“The Dignity of Difference”
By Daniel P. Bennett
Head of Religious Education
St. Mary’s School, Cambridge

With additions from Dr. Amineh Hoti
Society for Dialogue and Action
At Lucy Cavendish College
Cambridge University
Cambridge, UK



Cambridge University

Lucy Cavendish College: The Chief Rabbi inaugurated THE DIGNITY OF DIFFERENCE - the theme of the first of three Cambridge inter-faith festivals that are organized by the Society for Dialogue and Action or D&A. In chronological order, the second will be hosted by a senior member of the Christian faith and the third by a Muslim. The Society for Dialogue and Action aims to focus on increasing understanding and mutual respect among the members of the Ahl-e-kitaab or the Abrahamic communities with a special emphasize on the participation of women and young people. In summer, D&A organized scholarly seminars and visits for more than eighteen women to the synagogue, Church and mosque.
The main seminar hall at Lucy Cavendish College, Cambridge University’s mature women’s College, was packed with more than eighty people from all ages and from all backgrounds, including: The High Sheriff of Greater London, Dr. Khalid Hameed, Councilor John Hipkin, the former Mayor of Cambridge, the present Mayor of Cambridge, representatives from inter-faith organizations: Alif-Aleph, the Centre for the Study of Jewish-Christian and Muslim-Jewish Relations, Cambridge Inter-Faith Program, East of England Faiths Council, The Islamic Academy in Cambridge, The Three Faiths Forum. Among the participants in the room were also RE teachers and eight students from the over 50s class: 'Jews, Christians, Muslims and the Middle East Today’ – at the University of the Third Age; the secondary school students were from Cambridge schools, such as The Perse, King’s and St Mary's.
Chairing the event was Reverend Dr. Andreas Loewe, from Cambridge’s principal Church, Great St Mary’s, which is also the University Church. Dame Veronica Sutherland, President of the College and previously a distinguished UK Ambassador welcomed the initiative and talked about the importance of the work of building bridges. Dr. Amineh Hoti, a Muslim female scholar who is running the Society for Dialogue and Action, introduced the Chief Rabbi, and referred to the two alternative approaches that dominate our time – the clash or the dialogue of civilizations.
She said she had chosen the theme of the inter-faith festival from the Chief Rabbi’s book: The Dignity of Difference: How to Avoid a Clash of Civilizations (2002) which encourages us to celebrate the diversity of God’s creation and is one of the most profound themes of Biblical and Qur’anic teachings. Because it addresses one of the oldest human problems, which is how to rise to live peaceably together against the background of human conflict and how to prevent differences from turning into a source of strife- or clash!
◆ ◆ ◆ ◆
Problem 1
In the festival account, replace "packed" with "crowded" and write out the passage from "The main seminar" to "and St Mary's.".
Problem 2
What reason does the festival account give for the importance of the theme Dr. Amineh Hoti chose for the festival?
This listing comes from a different source than the festival account.

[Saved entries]
◆ ◆ ◆ ◆
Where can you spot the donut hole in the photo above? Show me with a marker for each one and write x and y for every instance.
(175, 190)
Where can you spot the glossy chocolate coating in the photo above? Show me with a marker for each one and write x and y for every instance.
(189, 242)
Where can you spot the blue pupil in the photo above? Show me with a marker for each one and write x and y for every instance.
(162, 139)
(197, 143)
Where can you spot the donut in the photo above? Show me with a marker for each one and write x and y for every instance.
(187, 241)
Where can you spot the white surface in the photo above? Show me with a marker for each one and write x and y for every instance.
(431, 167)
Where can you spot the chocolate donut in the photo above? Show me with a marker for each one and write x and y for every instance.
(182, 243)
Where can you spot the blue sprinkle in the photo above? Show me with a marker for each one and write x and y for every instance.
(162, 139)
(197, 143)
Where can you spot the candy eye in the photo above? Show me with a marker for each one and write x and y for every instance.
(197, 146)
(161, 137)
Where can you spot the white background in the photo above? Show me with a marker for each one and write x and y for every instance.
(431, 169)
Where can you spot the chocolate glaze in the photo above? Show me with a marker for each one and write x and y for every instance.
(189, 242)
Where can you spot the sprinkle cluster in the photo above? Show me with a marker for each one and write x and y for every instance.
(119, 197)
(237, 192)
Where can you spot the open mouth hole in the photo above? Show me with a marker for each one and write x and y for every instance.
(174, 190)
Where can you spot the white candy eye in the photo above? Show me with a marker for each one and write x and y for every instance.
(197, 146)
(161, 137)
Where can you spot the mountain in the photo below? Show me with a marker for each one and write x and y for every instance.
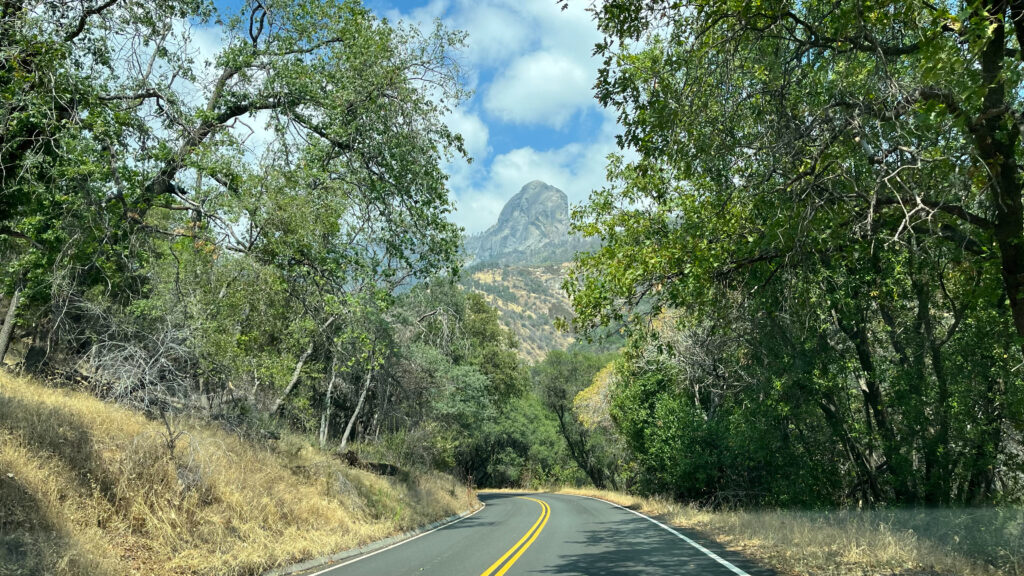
◆ ◆ ◆ ◆
Written solution 1
The main seminar hall at Lucy Cavendish College, Cambridge University’s mature women’s College, was crowded with more than eighty people from all ages and from all backgrounds, including: The High Sheriff of Greater London, Dr. Khalid Hameed, Councilor John Hipkin, the former Mayor of Cambridge, the present Mayor of Cambridge, representatives from inter-faith organizations: Alif-Aleph, the Centre for the Study of Jewish-Christian and Muslim-Jewish Relations, Cambridge Inter-Faith Program, East of England Faiths Council, The Islamic Academy in Cambridge, The Three Faiths Forum. Among the participants in the room were also RE teachers and eight students from the over 50s class: 'Jews, Christians, Muslims and the Middle East Today’ – at the University of the Third Age; the secondary school students were from Cambridge schools, such as The Perse, King’s and St Mary's.

Written solution 2
The theme addresses one of the oldest human problems: how to live peaceably together against the background of human conflict. It also deals with how to prevent differences from turning into a source of strife or clash.